━━ RECORDS FOR THE EXERCISE ━━
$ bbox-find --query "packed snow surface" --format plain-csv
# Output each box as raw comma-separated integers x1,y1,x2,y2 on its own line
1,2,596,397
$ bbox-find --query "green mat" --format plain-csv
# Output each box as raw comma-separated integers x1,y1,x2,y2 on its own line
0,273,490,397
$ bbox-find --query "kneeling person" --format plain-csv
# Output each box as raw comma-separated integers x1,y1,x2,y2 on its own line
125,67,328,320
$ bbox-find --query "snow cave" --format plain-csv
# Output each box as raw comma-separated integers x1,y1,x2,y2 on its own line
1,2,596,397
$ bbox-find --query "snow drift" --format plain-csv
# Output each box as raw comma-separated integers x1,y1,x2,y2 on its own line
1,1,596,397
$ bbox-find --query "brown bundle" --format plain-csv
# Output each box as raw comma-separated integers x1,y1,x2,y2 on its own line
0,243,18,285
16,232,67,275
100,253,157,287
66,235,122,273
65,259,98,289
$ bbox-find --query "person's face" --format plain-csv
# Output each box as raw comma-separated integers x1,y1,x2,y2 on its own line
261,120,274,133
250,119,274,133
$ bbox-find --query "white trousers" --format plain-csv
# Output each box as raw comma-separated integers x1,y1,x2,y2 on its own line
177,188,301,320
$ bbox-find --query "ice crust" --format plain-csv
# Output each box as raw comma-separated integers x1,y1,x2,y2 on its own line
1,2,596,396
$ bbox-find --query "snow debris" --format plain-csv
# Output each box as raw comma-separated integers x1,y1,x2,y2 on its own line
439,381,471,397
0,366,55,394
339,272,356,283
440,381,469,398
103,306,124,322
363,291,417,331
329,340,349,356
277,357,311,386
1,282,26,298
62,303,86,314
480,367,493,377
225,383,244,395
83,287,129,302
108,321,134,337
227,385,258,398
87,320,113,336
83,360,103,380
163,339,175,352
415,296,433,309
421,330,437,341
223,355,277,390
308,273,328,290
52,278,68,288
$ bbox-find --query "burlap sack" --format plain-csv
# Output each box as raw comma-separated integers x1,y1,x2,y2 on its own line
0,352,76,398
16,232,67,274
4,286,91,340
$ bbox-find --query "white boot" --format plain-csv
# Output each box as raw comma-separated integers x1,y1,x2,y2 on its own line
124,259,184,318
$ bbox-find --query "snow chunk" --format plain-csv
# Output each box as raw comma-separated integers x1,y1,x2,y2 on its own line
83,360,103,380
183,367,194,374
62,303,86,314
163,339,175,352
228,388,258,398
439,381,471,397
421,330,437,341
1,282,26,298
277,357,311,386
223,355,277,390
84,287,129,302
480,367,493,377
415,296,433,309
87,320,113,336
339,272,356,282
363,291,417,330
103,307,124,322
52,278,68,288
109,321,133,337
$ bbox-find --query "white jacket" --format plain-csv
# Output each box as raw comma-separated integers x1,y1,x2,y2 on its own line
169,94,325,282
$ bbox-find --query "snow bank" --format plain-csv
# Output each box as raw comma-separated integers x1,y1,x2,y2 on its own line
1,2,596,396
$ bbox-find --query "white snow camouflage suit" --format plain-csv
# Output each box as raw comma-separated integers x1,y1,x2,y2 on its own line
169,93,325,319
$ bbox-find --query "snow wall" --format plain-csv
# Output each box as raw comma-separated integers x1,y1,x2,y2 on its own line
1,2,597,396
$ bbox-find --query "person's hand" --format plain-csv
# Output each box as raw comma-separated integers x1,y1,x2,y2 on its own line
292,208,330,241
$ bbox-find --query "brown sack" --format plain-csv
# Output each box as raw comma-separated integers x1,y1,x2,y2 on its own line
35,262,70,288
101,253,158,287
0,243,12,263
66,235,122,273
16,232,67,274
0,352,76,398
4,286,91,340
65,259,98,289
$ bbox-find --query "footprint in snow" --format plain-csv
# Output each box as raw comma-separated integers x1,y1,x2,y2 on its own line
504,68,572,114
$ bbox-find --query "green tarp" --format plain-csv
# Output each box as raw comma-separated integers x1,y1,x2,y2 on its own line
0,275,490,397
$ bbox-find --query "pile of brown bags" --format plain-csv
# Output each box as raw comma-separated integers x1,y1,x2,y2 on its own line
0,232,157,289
━━━
[ASSIGNMENT]
Once you have located every line with the word "white" in the material above, list those lines.

[EXERCISE RESPONSE]
$ bbox-find --query "white trousers" --format plain-csv
$ bbox-find --query "white boot" --format plain-csv
$ bbox-find --query "white jacket" --format plain-csv
$ bbox-find --query "white snow camouflage suit" --format plain-csv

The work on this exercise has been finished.